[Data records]
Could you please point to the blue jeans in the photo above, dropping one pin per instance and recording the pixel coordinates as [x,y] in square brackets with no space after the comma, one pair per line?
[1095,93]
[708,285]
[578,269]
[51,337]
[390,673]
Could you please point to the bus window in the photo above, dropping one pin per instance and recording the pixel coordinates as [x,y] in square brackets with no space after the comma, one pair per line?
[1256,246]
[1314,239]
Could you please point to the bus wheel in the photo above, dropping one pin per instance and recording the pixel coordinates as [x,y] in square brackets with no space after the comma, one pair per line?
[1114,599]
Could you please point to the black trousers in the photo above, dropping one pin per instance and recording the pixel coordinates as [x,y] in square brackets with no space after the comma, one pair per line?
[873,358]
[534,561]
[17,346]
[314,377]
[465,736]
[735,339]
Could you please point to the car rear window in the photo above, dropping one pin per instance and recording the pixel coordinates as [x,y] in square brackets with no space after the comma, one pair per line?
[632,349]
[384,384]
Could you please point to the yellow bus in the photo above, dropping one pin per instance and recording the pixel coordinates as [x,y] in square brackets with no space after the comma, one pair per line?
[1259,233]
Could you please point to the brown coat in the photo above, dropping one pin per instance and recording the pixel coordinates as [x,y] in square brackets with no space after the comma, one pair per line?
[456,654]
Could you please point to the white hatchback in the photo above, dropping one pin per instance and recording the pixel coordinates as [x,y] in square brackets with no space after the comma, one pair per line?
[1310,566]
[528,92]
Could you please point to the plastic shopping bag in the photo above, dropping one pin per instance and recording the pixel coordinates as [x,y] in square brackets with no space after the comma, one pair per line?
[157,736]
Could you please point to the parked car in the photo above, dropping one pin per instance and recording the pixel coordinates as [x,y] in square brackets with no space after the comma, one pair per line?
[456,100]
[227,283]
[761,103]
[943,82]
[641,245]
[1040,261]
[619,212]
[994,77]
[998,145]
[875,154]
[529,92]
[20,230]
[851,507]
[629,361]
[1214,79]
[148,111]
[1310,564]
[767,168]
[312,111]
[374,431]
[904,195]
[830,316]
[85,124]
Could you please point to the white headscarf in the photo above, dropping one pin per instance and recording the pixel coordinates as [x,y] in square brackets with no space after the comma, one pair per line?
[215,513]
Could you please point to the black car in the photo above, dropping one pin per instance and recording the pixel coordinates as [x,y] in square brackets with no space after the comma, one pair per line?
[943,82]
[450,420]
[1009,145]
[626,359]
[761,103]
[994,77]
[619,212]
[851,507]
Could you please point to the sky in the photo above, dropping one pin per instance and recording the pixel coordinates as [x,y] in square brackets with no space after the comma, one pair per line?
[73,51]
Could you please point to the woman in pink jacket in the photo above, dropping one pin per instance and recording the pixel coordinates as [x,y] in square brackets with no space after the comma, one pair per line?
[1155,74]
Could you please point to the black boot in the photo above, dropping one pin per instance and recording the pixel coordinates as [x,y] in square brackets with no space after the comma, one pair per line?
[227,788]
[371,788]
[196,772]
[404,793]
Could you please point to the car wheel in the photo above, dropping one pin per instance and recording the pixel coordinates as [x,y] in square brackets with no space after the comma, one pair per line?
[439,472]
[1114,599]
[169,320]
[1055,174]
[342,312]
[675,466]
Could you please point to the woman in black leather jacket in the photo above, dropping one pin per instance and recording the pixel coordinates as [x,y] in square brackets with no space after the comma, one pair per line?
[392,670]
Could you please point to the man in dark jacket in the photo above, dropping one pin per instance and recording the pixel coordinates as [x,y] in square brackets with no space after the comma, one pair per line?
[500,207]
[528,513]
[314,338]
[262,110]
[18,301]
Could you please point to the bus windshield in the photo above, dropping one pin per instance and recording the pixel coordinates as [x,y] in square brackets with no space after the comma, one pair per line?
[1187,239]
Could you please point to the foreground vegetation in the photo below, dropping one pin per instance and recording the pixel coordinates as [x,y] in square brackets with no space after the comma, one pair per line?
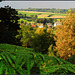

> Job
Transcribe all of the items above word for word, leaving the pictures out of your copy.

> Task solution
Could you please point to the blue jeans in the photo above, dropping one pin per instance and recording the pixel coordinates as [x,y] in square brackets with no space after the comma, one pair per line?
[1095,93]
[708,285]
[578,269]
[51,337]
[390,673]
Could you please point to the bus window in the photo above, dropping one pin per instance and recording the pixel coordinates as [x,y] in square brackets with no space after the comma, one pair per line?
[1256,246]
[1314,239]
Could you please point to the bus wheel in the photo above, dropping one pin per instance and recording the pixel coordinates as [x,y] in square brackets with no space after the comma, one pair per line?
[1114,599]
Could you please point to the black trousers in the photo above, dropping one pin per instance and recording the pixel coordinates as [x,y] in square brackets with no space after the comma, one pair per line?
[873,358]
[534,561]
[17,346]
[314,377]
[465,736]
[735,339]
Could you please point to the car rear window in the photo above, dropping one pin per instance and recording the pixel coordinates as [x,y] in square brackets with no space after the comma, one pair per line?
[632,349]
[384,384]
Could you please point to the yellow bus in the photo above, dropping one pin per instance and recording the pixel coordinates as [x,y] in square brackets with no space after the comma, one pair per line?
[1259,233]
Could you please point to the brown coat in the photo above, dropping one pin per instance and recording the pixel coordinates as [x,y] in square brackets with no space after the comma, one pair per line?
[456,654]
Could you please point to the white hatchback in the photo above, dropping one pin per instance and recording the pixel coordinates as [x,y] in square brackets with no space after the comma, one pair per line?
[1310,566]
[528,92]
Could you please point to the plastic shopping bag in the photo above, dropping one pin per instance and recording the pixel coordinates as [x,y] in square brackets with no space after the comma, one pair per line?
[157,736]
Could you please point to the parked car in the photo above, dropping one pin per instance and recording the pixel coordinates as [x,y] in square brackets with no space after the comma, one pair per line?
[456,100]
[227,283]
[761,103]
[943,82]
[641,245]
[1040,261]
[619,212]
[994,77]
[998,145]
[875,154]
[529,92]
[20,230]
[851,507]
[629,361]
[1214,79]
[148,111]
[1310,564]
[767,168]
[312,111]
[374,431]
[904,195]
[830,316]
[85,124]
Could you please point to the white headscarf in the photo above, dropping one pin per instance and recording the pixel coordinates as [x,y] in square brackets with no space after the comma, one pair per line?
[215,513]
Could you please point to the black car in the photo above, dropping one pin per instance and recording the pixel coordinates as [x,y] in square brackets with no space after the comma, one pair per line?
[943,82]
[450,420]
[1009,145]
[626,359]
[761,103]
[994,77]
[619,212]
[851,507]
Could you please point to the sky in the photo above, dropping one pin per instance and recording the pixel coordinates as [x,y] in square brackets with no space after the comma, one pair per line?
[73,51]
Could you please point to the woman in pink jacket in the photo above, dropping one pin per instance and recording the pixel coordinates as [x,y] in square brackets with no space after the comma, one pair per line?
[1155,74]
Could you please point to the black boot in the photo above, dropping one pin per instance and recording the pixel coordinates as [x,y] in square brackets with no space after the comma, one pair per line?
[227,788]
[371,788]
[196,772]
[404,793]
Could you please point to the car wheel in the photo above, dropping one pin per instance and recording the pixel coordinates as [x,y] in square brackets with no space after the comma, one pair per line?
[439,472]
[1114,599]
[169,320]
[1055,174]
[342,312]
[675,466]
Could you please point to the woman in black leather jacket in the photo above, dropping one pin per instance and recording the pixel coordinates as [x,y] in square brackets with no space after the comma, one pair per line?
[392,670]
Could you please point to the man in dark jacket in the photo above, dropping one pin per instance and recording the pixel coordinates as [x,y] in square brackets with no space after the comma, one pair per line?
[500,207]
[528,513]
[314,338]
[262,110]
[18,301]
Could you please point to the bus windshield in the photo above, dropping one pin per instance and recording the pixel coordinates as [x,y] in square brackets with no space after the comma, one pair per line?
[1187,239]
Could you please point to the foreground vegetation in the photo below, dropping one pin per instance and recording the pixel coordinates as [x,y] in square brackets with no space after the comma, one pair per line?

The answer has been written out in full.